(Lignes contenues dans un jeu de données)
<<<<
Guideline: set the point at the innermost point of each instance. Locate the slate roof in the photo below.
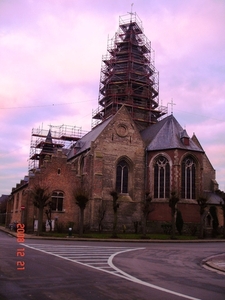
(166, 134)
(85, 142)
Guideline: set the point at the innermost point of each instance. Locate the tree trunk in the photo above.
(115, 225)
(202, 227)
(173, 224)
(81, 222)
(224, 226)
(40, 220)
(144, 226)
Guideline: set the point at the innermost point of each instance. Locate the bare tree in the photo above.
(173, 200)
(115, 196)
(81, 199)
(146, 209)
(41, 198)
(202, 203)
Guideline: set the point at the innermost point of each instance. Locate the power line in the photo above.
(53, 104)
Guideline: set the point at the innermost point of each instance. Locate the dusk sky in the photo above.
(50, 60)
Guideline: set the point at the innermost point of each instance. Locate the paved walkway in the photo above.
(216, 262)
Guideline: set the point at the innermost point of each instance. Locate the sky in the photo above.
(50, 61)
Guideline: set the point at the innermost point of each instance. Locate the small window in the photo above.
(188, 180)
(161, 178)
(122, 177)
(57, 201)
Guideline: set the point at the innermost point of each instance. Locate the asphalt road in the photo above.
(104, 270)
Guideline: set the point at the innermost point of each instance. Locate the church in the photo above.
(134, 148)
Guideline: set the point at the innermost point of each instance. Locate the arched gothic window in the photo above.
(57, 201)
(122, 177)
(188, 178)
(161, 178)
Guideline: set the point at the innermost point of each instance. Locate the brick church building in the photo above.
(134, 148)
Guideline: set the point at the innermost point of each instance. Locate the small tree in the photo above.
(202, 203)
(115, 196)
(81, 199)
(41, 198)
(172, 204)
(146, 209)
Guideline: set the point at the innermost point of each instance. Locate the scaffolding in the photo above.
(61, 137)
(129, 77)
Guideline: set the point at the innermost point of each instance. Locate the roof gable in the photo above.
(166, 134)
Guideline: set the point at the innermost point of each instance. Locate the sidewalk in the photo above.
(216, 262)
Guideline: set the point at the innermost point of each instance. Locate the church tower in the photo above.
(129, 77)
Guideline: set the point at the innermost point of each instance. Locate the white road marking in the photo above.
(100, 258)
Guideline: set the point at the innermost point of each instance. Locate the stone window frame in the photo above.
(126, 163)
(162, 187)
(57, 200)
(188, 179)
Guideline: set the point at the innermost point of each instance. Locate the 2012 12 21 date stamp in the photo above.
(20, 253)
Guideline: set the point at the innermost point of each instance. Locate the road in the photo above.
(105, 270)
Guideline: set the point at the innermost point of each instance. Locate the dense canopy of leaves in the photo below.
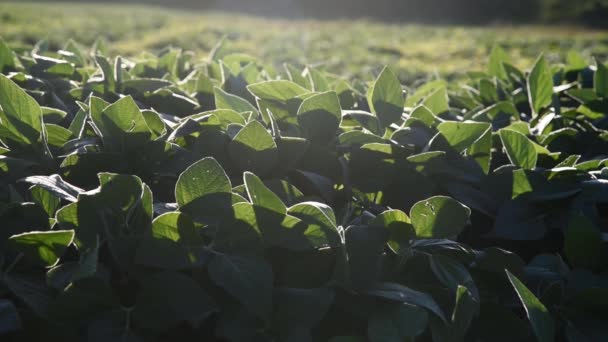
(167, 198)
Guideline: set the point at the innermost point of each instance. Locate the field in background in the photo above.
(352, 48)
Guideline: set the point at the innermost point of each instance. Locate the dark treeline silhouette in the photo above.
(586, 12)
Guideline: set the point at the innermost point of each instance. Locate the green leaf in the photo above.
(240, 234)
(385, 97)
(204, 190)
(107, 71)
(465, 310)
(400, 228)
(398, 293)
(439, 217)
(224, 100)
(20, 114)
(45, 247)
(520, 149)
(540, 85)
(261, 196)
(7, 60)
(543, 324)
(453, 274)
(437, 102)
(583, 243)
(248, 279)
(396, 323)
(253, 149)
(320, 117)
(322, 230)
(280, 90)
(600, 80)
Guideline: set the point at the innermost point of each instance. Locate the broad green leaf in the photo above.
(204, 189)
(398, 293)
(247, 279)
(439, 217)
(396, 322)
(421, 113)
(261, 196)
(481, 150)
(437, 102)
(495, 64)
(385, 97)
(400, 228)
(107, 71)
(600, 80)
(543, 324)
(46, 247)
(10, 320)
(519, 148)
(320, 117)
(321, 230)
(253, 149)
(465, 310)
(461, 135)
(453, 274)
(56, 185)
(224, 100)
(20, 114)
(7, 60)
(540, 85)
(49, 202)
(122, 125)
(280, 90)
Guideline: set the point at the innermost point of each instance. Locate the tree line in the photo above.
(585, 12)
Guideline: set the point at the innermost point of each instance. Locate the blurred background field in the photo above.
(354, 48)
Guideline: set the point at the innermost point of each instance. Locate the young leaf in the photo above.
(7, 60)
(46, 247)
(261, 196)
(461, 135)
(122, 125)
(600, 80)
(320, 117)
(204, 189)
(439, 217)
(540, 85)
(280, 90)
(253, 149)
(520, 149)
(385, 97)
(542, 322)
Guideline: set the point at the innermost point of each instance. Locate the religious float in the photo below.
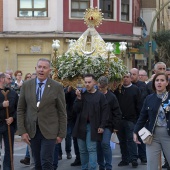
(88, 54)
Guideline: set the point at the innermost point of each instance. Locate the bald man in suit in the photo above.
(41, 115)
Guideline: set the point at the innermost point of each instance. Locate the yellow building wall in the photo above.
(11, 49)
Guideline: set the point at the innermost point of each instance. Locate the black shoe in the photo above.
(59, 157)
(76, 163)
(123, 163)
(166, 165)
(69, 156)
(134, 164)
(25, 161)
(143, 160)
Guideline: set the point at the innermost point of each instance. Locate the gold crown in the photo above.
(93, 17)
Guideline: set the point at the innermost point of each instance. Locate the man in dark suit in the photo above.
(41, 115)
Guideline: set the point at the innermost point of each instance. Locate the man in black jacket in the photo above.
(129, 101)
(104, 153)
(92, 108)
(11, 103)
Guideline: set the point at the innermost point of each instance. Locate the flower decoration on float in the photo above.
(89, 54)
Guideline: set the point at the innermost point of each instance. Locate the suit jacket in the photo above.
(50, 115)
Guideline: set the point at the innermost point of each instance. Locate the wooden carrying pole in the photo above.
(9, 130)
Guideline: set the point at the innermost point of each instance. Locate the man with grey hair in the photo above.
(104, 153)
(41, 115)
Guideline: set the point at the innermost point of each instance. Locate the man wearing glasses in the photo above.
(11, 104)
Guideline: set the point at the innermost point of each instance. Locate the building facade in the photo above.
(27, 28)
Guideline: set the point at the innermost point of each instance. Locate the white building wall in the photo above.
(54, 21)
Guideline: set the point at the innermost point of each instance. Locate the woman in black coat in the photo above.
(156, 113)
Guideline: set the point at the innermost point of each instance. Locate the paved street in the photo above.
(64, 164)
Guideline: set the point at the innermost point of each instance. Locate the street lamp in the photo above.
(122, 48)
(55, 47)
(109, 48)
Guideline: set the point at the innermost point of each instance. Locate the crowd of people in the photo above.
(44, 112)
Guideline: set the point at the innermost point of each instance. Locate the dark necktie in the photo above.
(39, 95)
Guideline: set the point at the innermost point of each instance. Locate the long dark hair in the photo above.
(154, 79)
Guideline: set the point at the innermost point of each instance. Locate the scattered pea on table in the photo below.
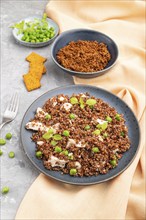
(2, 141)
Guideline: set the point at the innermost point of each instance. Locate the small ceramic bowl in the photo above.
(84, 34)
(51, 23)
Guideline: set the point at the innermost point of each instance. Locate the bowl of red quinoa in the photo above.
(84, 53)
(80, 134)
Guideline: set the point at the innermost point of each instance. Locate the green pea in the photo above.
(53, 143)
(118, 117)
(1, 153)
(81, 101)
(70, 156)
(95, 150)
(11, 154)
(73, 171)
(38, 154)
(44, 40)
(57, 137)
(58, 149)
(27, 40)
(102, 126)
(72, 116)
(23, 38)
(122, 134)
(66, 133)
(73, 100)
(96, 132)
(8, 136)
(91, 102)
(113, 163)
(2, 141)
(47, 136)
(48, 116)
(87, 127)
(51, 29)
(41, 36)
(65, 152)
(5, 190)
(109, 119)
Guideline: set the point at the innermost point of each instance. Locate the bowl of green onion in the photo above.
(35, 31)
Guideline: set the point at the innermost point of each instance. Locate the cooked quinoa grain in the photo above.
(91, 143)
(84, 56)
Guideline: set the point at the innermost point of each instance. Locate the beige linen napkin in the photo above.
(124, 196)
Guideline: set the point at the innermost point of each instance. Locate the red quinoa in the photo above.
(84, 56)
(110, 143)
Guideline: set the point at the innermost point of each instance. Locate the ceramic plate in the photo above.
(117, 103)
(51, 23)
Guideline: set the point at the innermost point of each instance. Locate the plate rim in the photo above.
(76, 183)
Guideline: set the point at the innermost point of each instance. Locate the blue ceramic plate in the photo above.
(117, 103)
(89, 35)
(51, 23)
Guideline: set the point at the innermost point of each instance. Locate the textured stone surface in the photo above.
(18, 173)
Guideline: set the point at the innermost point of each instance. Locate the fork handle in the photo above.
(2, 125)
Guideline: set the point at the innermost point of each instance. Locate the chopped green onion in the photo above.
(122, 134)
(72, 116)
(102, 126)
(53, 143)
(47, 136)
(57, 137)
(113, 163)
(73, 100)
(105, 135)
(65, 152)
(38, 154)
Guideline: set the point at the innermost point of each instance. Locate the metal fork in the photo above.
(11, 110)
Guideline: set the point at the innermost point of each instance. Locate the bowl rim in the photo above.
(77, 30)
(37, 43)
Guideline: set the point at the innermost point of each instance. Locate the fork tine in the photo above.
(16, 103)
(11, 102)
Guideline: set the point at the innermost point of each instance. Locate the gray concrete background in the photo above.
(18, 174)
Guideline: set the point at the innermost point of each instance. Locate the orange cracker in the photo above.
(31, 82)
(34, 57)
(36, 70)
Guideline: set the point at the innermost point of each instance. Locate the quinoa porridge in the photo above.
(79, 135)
>>>>
Énoncé = Renommez « cracker » en « biscuit » dans les lignes allant de celle qui contient « concrete background in the photo above. » jusqu'à la dernière ligne incluse. Redonnez ces lignes sans aucun autre changement.

Résultat attendu =
Guideline: set the point at the innermost point of each instance. Locate the gray concrete background in the photo above.
(18, 174)
Guideline: set the point at the innermost point of each instance. Locate the orange biscuit in the photo above.
(31, 82)
(34, 57)
(36, 70)
Guideline: set the point at the innermost point of each instance. Locate the quinoa porridge in the photo above.
(79, 135)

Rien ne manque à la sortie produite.